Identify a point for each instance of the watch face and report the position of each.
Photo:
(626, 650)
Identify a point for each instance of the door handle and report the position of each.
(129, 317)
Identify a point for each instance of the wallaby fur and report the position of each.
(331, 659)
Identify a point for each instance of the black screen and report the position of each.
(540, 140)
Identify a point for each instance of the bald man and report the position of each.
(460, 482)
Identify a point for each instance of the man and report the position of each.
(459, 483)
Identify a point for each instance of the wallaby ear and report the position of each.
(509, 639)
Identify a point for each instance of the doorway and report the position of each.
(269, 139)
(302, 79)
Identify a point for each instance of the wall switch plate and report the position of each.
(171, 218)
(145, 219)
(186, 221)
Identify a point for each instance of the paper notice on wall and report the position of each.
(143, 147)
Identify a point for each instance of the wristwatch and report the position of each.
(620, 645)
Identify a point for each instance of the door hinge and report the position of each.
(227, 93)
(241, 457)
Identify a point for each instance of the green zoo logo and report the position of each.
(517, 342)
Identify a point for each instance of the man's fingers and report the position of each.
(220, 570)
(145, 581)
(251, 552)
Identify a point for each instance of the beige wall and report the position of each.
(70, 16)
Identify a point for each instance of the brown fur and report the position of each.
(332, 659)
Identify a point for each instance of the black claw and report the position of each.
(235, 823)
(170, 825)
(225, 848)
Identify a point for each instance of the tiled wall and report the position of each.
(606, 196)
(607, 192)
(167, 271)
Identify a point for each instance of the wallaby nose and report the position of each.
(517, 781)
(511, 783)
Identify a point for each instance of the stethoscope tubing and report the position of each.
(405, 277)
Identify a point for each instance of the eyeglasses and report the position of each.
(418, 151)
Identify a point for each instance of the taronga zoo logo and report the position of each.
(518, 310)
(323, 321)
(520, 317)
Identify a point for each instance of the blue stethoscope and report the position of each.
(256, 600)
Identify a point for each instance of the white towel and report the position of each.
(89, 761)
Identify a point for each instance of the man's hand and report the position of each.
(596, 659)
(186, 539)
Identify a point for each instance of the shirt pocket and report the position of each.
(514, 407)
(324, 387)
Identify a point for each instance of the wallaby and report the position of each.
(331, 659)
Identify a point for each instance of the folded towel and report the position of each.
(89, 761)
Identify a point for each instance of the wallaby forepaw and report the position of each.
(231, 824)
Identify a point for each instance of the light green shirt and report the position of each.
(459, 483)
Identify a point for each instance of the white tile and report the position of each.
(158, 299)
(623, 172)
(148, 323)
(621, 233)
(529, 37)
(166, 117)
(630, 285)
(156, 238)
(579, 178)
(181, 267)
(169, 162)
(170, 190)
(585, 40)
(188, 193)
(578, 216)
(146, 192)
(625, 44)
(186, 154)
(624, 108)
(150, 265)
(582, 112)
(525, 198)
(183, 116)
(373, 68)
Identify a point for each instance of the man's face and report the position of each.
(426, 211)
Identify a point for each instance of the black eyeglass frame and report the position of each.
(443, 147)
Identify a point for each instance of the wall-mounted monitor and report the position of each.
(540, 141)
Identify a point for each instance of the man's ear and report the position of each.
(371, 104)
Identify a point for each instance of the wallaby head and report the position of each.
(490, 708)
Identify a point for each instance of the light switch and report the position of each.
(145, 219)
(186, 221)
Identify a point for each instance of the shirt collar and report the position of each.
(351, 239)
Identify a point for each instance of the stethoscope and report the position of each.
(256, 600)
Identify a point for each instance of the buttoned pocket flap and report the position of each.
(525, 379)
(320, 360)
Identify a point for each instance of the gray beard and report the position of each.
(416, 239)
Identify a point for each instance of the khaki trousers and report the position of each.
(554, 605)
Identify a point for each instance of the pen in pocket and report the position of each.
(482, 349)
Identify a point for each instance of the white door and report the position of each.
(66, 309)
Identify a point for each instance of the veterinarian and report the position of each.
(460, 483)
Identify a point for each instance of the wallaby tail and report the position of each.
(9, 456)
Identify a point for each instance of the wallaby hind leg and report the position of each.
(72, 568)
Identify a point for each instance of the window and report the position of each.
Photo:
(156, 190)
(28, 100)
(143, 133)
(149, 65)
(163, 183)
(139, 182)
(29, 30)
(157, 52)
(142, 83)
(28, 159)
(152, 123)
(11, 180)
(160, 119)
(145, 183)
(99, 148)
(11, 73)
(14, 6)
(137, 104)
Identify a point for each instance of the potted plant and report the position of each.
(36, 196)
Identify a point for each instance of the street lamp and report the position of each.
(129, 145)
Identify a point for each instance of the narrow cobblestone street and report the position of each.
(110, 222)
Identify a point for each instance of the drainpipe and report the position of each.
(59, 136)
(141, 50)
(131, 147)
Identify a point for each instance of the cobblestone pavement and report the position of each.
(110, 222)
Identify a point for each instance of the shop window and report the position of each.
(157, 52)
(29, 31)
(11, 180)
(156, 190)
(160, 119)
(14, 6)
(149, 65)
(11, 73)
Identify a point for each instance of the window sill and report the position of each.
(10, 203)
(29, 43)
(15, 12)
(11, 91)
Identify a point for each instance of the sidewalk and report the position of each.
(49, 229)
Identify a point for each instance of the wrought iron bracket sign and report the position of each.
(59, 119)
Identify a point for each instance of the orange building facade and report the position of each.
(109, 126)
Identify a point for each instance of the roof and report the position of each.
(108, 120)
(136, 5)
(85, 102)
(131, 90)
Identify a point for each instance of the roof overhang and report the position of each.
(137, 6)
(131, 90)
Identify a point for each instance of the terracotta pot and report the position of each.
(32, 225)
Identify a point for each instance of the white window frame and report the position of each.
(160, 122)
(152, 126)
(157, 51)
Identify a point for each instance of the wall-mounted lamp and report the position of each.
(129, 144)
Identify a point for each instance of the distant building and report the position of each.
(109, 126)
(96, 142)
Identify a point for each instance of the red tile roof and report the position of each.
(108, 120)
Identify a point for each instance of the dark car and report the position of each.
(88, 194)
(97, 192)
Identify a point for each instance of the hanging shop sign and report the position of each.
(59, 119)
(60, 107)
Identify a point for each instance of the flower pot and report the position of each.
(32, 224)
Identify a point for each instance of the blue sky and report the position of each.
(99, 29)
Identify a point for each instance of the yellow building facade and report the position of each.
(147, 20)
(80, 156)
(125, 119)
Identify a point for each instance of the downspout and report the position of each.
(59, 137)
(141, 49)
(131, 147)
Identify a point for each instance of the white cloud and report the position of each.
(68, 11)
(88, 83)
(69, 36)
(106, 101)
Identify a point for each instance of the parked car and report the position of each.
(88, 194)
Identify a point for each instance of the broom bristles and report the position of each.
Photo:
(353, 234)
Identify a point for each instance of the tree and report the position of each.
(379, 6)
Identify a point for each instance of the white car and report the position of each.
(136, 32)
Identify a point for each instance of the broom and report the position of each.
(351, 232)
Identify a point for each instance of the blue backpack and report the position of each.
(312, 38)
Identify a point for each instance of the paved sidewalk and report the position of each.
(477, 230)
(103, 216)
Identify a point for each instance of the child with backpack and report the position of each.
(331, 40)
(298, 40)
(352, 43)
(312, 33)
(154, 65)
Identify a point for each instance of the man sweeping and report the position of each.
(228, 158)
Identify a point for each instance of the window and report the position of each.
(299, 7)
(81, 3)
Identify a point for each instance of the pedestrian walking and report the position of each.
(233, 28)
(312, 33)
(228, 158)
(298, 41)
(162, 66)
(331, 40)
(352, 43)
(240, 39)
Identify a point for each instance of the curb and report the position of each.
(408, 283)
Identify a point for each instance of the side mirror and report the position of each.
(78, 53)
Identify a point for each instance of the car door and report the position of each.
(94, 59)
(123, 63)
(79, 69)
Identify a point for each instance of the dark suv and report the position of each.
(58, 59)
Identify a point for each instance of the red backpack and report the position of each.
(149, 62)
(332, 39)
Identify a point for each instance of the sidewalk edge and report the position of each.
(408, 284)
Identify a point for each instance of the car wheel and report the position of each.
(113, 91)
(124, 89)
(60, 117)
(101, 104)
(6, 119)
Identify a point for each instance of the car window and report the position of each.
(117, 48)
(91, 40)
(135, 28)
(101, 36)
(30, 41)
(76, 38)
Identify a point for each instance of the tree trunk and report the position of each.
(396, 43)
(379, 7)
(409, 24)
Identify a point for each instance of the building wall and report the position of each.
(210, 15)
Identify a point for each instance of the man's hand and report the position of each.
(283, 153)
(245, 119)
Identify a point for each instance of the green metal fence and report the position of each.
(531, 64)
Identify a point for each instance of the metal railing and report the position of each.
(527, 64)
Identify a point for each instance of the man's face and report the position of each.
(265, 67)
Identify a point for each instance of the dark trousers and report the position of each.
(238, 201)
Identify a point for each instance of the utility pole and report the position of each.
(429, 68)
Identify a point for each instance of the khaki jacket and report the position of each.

* * *

Task requirements ::
Starting at the line that contains "Identify a point for each instance of the utility" and ending at the final line of the data, rewrite those lines as a numbered list, omitting any blank lines.

Final result ::
1. Identify a point for each instance of the utility pole and report the position of each.
2. (429, 68)
3. Identify a point for each instance of the khaki jacket and report the position of each.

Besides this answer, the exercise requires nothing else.